--- START MATERIALS PROVIDED ---

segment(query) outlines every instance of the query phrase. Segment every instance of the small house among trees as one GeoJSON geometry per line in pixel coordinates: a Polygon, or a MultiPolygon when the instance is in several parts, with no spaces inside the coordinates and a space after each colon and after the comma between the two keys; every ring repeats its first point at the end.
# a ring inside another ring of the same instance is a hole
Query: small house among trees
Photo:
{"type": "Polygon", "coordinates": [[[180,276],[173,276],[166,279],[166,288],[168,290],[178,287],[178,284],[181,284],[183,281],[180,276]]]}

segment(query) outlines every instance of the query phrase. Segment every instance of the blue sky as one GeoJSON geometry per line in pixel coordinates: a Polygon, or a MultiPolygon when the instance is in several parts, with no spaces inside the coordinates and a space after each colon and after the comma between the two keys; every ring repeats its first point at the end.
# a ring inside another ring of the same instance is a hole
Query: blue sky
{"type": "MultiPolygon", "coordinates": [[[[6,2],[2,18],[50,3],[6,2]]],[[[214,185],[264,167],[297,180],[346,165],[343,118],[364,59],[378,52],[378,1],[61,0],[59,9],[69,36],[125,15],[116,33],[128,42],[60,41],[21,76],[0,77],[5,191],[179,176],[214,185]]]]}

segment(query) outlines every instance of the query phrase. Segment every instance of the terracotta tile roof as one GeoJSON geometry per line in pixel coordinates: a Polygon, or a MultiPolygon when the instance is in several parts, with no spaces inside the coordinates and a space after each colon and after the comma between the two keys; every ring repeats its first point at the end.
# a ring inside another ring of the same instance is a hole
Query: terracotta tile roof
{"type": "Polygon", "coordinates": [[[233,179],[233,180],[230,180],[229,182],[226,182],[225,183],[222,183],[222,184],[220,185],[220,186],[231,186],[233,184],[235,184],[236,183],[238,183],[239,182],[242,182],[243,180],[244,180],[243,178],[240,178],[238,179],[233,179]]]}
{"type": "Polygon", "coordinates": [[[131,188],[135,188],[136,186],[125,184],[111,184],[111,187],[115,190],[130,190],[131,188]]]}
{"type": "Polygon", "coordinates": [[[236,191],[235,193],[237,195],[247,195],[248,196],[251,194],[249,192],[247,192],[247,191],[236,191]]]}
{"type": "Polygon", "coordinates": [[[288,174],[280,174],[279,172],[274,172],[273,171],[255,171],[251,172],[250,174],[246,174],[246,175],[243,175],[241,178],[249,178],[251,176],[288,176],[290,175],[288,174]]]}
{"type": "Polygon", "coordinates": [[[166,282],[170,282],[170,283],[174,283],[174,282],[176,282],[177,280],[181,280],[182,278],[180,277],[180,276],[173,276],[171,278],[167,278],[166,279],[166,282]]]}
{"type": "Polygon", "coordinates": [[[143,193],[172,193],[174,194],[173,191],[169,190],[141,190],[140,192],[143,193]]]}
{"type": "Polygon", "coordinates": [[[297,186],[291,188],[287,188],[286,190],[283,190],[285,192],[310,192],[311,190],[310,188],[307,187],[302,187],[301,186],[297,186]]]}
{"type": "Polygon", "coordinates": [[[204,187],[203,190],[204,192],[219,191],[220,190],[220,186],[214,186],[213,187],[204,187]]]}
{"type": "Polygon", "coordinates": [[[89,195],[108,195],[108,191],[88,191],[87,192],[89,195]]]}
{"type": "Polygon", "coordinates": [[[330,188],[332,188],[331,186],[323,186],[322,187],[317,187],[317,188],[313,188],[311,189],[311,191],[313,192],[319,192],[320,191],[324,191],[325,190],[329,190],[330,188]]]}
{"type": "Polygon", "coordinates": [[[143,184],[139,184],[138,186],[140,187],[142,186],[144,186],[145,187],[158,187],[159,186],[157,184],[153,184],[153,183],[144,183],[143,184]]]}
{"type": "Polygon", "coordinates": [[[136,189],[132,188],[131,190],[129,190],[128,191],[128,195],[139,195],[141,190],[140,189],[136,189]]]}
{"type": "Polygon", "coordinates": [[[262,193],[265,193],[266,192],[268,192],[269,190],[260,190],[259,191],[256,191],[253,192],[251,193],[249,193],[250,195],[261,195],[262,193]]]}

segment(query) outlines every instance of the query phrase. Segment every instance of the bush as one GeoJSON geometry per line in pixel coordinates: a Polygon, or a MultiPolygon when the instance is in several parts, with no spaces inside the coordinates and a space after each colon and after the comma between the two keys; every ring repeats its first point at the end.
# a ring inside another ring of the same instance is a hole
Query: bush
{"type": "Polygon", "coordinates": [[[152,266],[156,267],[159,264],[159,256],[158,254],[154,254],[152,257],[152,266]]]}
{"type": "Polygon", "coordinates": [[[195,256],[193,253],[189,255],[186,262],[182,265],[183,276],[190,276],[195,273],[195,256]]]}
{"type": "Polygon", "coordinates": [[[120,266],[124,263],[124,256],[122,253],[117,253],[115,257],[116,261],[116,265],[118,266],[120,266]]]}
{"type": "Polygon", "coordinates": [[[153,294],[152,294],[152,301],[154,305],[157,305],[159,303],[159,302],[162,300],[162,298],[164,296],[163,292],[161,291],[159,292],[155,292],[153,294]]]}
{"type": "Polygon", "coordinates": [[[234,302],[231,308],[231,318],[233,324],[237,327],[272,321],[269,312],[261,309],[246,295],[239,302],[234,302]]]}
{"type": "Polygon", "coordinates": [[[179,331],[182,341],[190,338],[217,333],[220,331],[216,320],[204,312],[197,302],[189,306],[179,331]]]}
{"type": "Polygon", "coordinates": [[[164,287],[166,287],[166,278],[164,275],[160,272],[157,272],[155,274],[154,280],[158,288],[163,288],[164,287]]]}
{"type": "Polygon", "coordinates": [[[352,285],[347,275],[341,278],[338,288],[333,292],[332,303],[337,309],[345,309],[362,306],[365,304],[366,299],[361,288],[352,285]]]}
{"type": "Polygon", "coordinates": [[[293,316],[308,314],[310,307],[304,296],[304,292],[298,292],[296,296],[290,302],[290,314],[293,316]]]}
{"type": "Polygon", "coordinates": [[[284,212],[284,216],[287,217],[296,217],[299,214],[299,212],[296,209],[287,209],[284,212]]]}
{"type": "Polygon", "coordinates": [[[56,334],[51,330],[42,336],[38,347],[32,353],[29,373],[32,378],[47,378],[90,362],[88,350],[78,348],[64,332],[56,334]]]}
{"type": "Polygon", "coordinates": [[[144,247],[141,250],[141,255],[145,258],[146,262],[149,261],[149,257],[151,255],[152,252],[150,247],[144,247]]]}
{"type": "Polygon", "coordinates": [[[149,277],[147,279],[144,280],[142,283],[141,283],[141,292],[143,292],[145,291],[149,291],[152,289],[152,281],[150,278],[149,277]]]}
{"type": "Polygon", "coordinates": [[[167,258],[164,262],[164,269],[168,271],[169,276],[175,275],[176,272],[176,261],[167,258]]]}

--- END MATERIALS PROVIDED ---

WORK INSTRUCTIONS ▸ The data above must be returned in full, exactly as written.

TASK OUTPUT ▸
segment(query) outlines every instance of the query phrase. Segment every instance of the small house among trees as one GeoJSON geometry per line in pixel coordinates: a Polygon, or a MultiPolygon when the instance is in several parts, with no spaces inside the coordinates and a space after each colon and after the comma between the two keys; every ring repeats its first point at the end.
# a ring inside another ring of the same instance is a hole
Query: small house among trees
Photo:
{"type": "Polygon", "coordinates": [[[180,276],[173,276],[166,279],[166,288],[168,290],[178,287],[178,284],[181,284],[183,281],[180,276]]]}

segment(query) outlines every instance of the query phrase. Segment every instance of the blue sky as one GeoJSON geometry per line in pixel coordinates: a Polygon, or a MultiPolygon when the instance is in several parts, with no spaces inside the coordinates and a space after each colon and after the comma between the two keys; every ring repeats its first point at the end.
# a ring inside another ring of the same instance is a hole
Query: blue sky
{"type": "MultiPolygon", "coordinates": [[[[6,2],[2,18],[50,3],[6,2]]],[[[214,185],[264,167],[297,180],[346,165],[343,118],[364,59],[378,52],[378,1],[61,0],[59,9],[69,36],[125,15],[116,33],[128,42],[60,41],[21,76],[0,77],[5,191],[179,176],[214,185]]]]}

segment(query) outlines every instance of the query phrase. Segment every instance of the terracotta tile roof as one GeoJSON geometry per line in pixel coordinates: a Polygon, or a MultiPolygon when the instance is in several parts, with no spaces inside the coordinates and a space after each colon and after the comma between the two keys; every ring repeats its first point at the end.
# a ring inside another ring of the same instance is a hole
Query: terracotta tile roof
{"type": "Polygon", "coordinates": [[[233,179],[233,180],[230,180],[229,182],[226,182],[225,183],[222,183],[222,184],[220,185],[220,186],[231,186],[233,184],[235,184],[236,183],[238,183],[239,182],[242,182],[243,180],[244,180],[243,178],[240,178],[238,179],[233,179]]]}
{"type": "Polygon", "coordinates": [[[131,188],[135,188],[136,186],[125,184],[111,184],[111,187],[115,190],[130,190],[131,188]]]}
{"type": "Polygon", "coordinates": [[[236,191],[235,193],[237,195],[247,195],[248,196],[251,194],[249,192],[247,192],[247,191],[236,191]]]}
{"type": "Polygon", "coordinates": [[[288,174],[280,174],[279,172],[274,172],[273,171],[255,171],[251,172],[250,174],[246,174],[246,175],[243,175],[241,178],[249,178],[251,176],[288,176],[290,175],[288,174]]]}
{"type": "Polygon", "coordinates": [[[166,282],[170,282],[170,283],[174,283],[174,282],[176,282],[177,280],[181,280],[182,278],[180,277],[180,276],[173,276],[171,278],[167,278],[166,279],[166,282]]]}
{"type": "Polygon", "coordinates": [[[143,193],[172,193],[174,194],[173,191],[169,190],[141,190],[140,192],[143,193]]]}
{"type": "Polygon", "coordinates": [[[297,186],[291,188],[287,188],[286,190],[283,190],[285,192],[310,192],[311,190],[310,188],[307,187],[302,187],[301,186],[297,186]]]}
{"type": "Polygon", "coordinates": [[[204,187],[203,190],[204,192],[219,191],[220,190],[220,186],[214,186],[213,187],[204,187]]]}
{"type": "Polygon", "coordinates": [[[89,195],[108,195],[108,191],[88,191],[87,192],[89,195]]]}
{"type": "Polygon", "coordinates": [[[330,188],[332,188],[331,186],[323,186],[322,187],[317,187],[317,188],[313,188],[311,189],[311,191],[313,192],[319,192],[320,191],[324,191],[325,190],[329,190],[330,188]]]}
{"type": "Polygon", "coordinates": [[[143,184],[139,184],[138,186],[140,187],[142,186],[144,186],[145,187],[158,187],[159,186],[157,184],[153,184],[153,183],[144,183],[143,184]]]}
{"type": "Polygon", "coordinates": [[[136,189],[132,188],[131,190],[129,190],[128,191],[128,195],[139,195],[141,190],[140,189],[136,189]]]}
{"type": "Polygon", "coordinates": [[[262,193],[265,193],[266,192],[268,192],[269,190],[260,190],[259,191],[256,191],[253,192],[251,193],[249,193],[250,195],[261,195],[262,193]]]}

segment(query) outlines every instance of the query phrase. Segment every instance of the bush as one GeoJSON geometry per line in pixel coordinates: a Polygon, or a MultiPolygon when the instance is in several parts, with no spaces inside the coordinates and a space after each colon and after the comma between the two keys; every ring repeats its first point at the end.
# a ring inside another ring of the same instance is a hole
Query: bush
{"type": "Polygon", "coordinates": [[[152,266],[156,267],[159,264],[159,256],[158,254],[154,254],[152,257],[152,266]]]}
{"type": "Polygon", "coordinates": [[[195,256],[193,253],[189,255],[186,262],[182,265],[183,276],[190,276],[195,273],[195,256]]]}
{"type": "Polygon", "coordinates": [[[120,266],[124,263],[124,256],[122,253],[117,253],[115,257],[116,261],[116,265],[118,266],[120,266]]]}
{"type": "Polygon", "coordinates": [[[153,294],[152,294],[152,301],[154,305],[157,305],[159,303],[159,302],[162,300],[162,298],[164,296],[163,292],[161,291],[159,292],[155,292],[153,294]]]}
{"type": "Polygon", "coordinates": [[[234,302],[231,308],[231,318],[233,324],[237,327],[272,321],[269,312],[261,309],[246,295],[239,302],[234,302]]]}
{"type": "Polygon", "coordinates": [[[179,331],[182,341],[190,338],[217,333],[220,331],[216,320],[204,312],[197,302],[189,306],[179,331]]]}
{"type": "Polygon", "coordinates": [[[164,287],[166,287],[166,278],[164,275],[160,272],[157,272],[155,274],[154,280],[158,288],[163,288],[164,287]]]}
{"type": "Polygon", "coordinates": [[[352,285],[347,275],[341,278],[338,288],[333,292],[332,303],[337,309],[345,309],[362,306],[365,304],[366,299],[361,288],[352,285]]]}
{"type": "Polygon", "coordinates": [[[293,316],[308,314],[310,307],[304,296],[304,292],[298,292],[296,296],[290,302],[290,314],[293,316]]]}
{"type": "Polygon", "coordinates": [[[284,212],[284,216],[287,217],[296,217],[299,214],[299,212],[296,209],[287,209],[284,212]]]}
{"type": "Polygon", "coordinates": [[[56,334],[51,330],[42,336],[38,347],[32,353],[29,373],[32,378],[47,378],[90,362],[88,350],[78,348],[64,332],[56,334]]]}
{"type": "Polygon", "coordinates": [[[144,247],[141,250],[141,255],[145,258],[146,262],[149,261],[149,257],[151,255],[152,252],[150,247],[144,247]]]}
{"type": "Polygon", "coordinates": [[[149,277],[147,279],[144,280],[142,283],[141,283],[141,292],[143,292],[145,291],[149,291],[152,289],[152,281],[150,278],[149,277]]]}
{"type": "Polygon", "coordinates": [[[167,258],[164,262],[164,269],[168,271],[169,276],[175,275],[176,272],[176,261],[167,258]]]}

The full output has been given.